[Rows from a dataset]
* * * * *

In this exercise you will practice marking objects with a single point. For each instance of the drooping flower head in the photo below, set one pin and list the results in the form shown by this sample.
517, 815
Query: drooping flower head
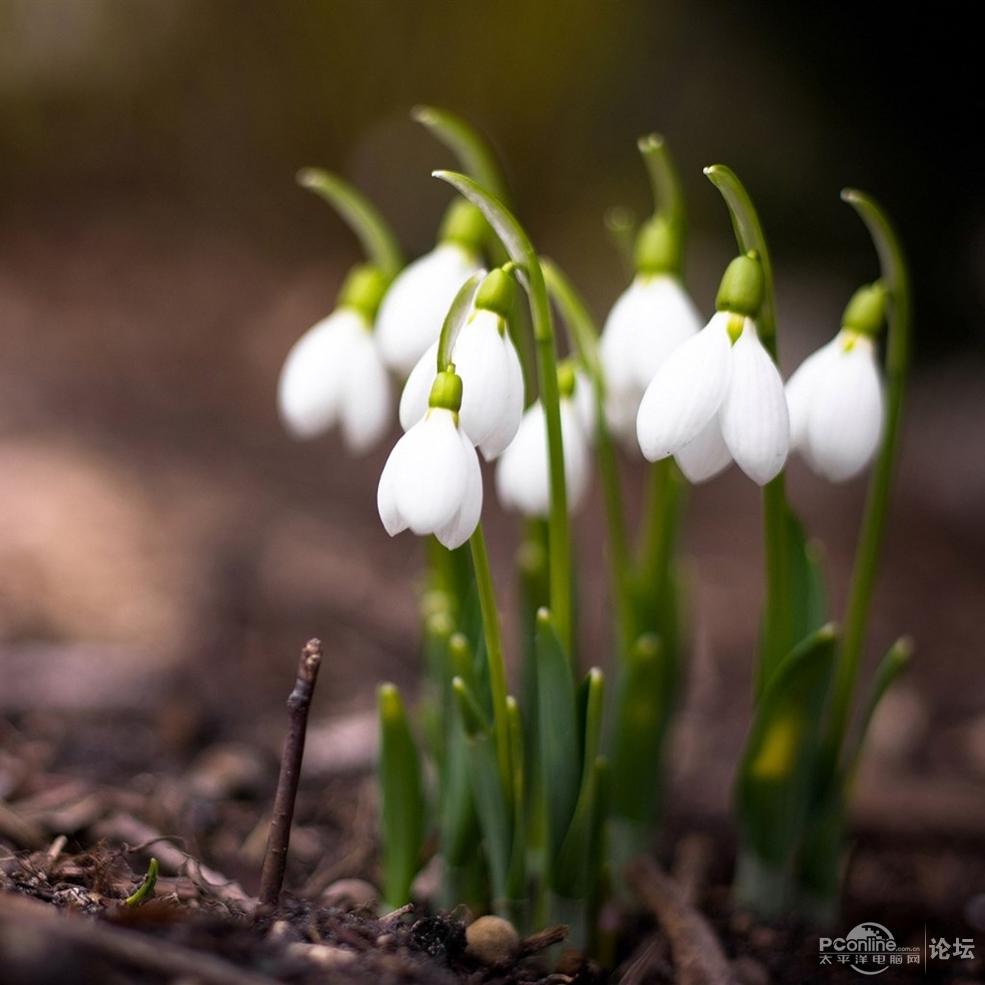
523, 472
333, 373
432, 482
418, 299
836, 399
651, 318
719, 396
487, 361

* * * * *

- Written instruction: Please repeat all of the rows above word for word, leaving the pictures out of your answer.

- Result:
In this exercise you will practice marking objects with a single point. For each instance of the drooping flower head in the photo below, set one pin and list the results in the form shown by this sample.
517, 815
Query: drooping flower head
523, 472
333, 373
432, 482
418, 299
836, 399
651, 318
719, 396
487, 361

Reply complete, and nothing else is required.